---- Records for the exercise
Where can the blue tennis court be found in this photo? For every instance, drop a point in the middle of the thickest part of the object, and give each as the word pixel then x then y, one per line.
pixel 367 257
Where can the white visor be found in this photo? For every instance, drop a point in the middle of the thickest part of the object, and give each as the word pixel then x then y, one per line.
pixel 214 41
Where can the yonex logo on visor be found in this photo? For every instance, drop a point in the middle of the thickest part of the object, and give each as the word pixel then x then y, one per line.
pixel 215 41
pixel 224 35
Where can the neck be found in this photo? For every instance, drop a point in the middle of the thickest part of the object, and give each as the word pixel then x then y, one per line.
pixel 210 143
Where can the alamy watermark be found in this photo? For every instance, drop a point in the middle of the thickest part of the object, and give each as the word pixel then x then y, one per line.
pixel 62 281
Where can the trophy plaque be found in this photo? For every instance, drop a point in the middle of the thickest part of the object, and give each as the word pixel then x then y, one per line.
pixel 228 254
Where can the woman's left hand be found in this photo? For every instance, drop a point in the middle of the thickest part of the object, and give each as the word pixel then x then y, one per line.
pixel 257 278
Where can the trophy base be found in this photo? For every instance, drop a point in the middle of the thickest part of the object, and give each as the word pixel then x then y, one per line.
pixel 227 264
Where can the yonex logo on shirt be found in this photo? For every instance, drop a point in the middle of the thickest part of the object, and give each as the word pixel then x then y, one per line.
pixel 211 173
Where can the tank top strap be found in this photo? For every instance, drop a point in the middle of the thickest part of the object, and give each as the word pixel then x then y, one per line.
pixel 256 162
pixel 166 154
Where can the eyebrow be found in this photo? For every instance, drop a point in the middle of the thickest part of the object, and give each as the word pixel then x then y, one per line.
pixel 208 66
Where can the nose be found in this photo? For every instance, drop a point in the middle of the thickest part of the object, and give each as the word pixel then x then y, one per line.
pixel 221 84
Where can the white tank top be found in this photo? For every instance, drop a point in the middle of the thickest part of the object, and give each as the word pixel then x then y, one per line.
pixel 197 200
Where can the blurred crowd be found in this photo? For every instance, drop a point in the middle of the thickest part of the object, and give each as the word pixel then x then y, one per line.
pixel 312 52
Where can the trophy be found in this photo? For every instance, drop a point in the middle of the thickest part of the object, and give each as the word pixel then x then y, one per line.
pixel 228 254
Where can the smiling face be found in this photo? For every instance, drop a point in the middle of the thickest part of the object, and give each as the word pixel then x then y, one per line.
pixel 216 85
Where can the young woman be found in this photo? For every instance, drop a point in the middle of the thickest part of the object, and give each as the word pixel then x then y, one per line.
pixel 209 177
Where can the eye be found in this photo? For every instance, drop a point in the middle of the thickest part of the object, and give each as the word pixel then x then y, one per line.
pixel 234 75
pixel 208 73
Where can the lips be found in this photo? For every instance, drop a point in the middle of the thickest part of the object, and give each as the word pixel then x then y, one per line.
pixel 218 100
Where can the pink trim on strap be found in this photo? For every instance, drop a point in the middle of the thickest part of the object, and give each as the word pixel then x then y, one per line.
--------
Return what is listed above, exactly and completely.

> [Task solution]
Where can the blue tennis court be found in this photo? For every instance, drop a point in the middle of the thickest part of the object, and give each as the word pixel then x then y, one per line.
pixel 367 257
Where can the white visor be found in this photo? For every instance, drop a point in the middle of the thickest part of the object, and give each as the word pixel then x then y, one per line.
pixel 214 41
Where can the yonex logo on visor be found in this photo? For every instance, drop a point in the middle of the thickest part of the object, and give each as the word pixel then x then y, one per line.
pixel 215 41
pixel 224 35
Where can the neck be found in this photo? For every instance, drop a point in the middle of the thickest part of the object, and give each as the word pixel then x then y, one per line.
pixel 210 143
Where can the alamy watermark be found in this photo? For every instance, drop a point in the middle of the thickest part of the object, and give each as the word pixel then x then y, one per line.
pixel 62 281
Where can the trophy plaque be found in this photo? For every instance, drop a point in the middle of the thickest part of the object, and give each as the word pixel then x then y, one per line.
pixel 228 254
Where can the woman's left hand be found in this photo? For every instance, drop a point in the middle of the thickest part of the object, and give each as the word pixel then x then y, one per line.
pixel 257 278
Where can the trophy base be found in this photo? For every instance, drop a point in the middle of the thickest part of the object, and give each as the word pixel then x then y, one per line.
pixel 227 264
Where can the yonex logo on shirt be found in this photo? For every instance, drop a point in the middle of the thickest part of the object, and give each as the word pixel then x then y, one per line.
pixel 211 173
Where can the tank top strap be found in this photo? For every instance, drop a point in the middle of the thickest part of the object, and give each as the word pixel then x then y, one per line.
pixel 256 162
pixel 166 154
Where can the eyebrow be found in this photo? For every instance, drop a point in the middle of the thickest part of the object, and give each as the word pixel then x then y, one per line.
pixel 208 66
Where can the nose be found in this photo? For every instance, drop a point in the middle of the thickest part of the object, and give each as the word pixel then x then y, one per line.
pixel 221 84
Where can the white tank top be found in this photo? For every instance, drop a point in the middle of the thickest part of the object, and give each as the word pixel then x then y, one per line.
pixel 197 200
Where can the blurred crowd be found in this photo? For every instance, drop a point in the middle of the thickest part of the object, and give each as the word pixel then x then y, one per line.
pixel 312 52
Where can the trophy be found in this photo? For every instance, drop a point in the middle of the thickest part of the object, and give each as the word pixel then x then y, one per line.
pixel 228 254
Where can the smiling face be found in this photo? For every instance, drop a point in the middle of the thickest part of the object, and give each as the word pixel then x then y, one per line.
pixel 216 85
Where can the young woman be found in this photo? For every instance, drop a point in the middle of the thickest part of the object, and give each as the word pixel then x then y, one per line.
pixel 209 177
Where can the eye be found in this photo? For every instance, drop a point in the middle of the thickest part of the object, and give each as the word pixel then x then y, one per line.
pixel 234 75
pixel 208 73
Where can the lips be found in this photo? For every instance, drop a point in the middle of the thickest part of the object, and give each as the word pixel then x then y, one per line.
pixel 218 100
Where can the pink trim on strap be found in this photo? For every instance, drop a point in the middle of the thickest part of the object, and give each as the word pixel then x then y, one per line.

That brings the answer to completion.